▶ [Material shown]:
........

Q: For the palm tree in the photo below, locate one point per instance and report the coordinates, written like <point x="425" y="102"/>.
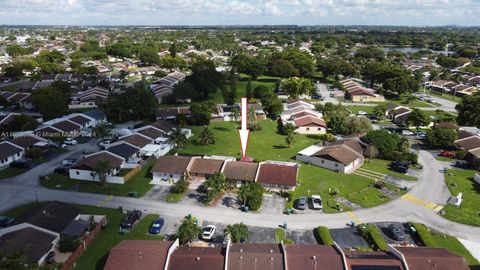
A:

........

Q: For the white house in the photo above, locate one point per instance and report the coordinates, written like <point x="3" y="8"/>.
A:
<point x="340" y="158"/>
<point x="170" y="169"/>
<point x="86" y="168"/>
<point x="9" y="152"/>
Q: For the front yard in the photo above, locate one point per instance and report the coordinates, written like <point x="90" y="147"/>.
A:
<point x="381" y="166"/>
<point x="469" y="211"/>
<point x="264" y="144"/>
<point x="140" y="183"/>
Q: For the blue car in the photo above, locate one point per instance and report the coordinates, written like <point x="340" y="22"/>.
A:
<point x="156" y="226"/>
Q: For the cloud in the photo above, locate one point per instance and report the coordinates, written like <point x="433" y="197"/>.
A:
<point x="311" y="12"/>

........

▶ [The problem]: Count the lines of the material above that contain the word "white". Give only the number.

▶ [Task response]: 1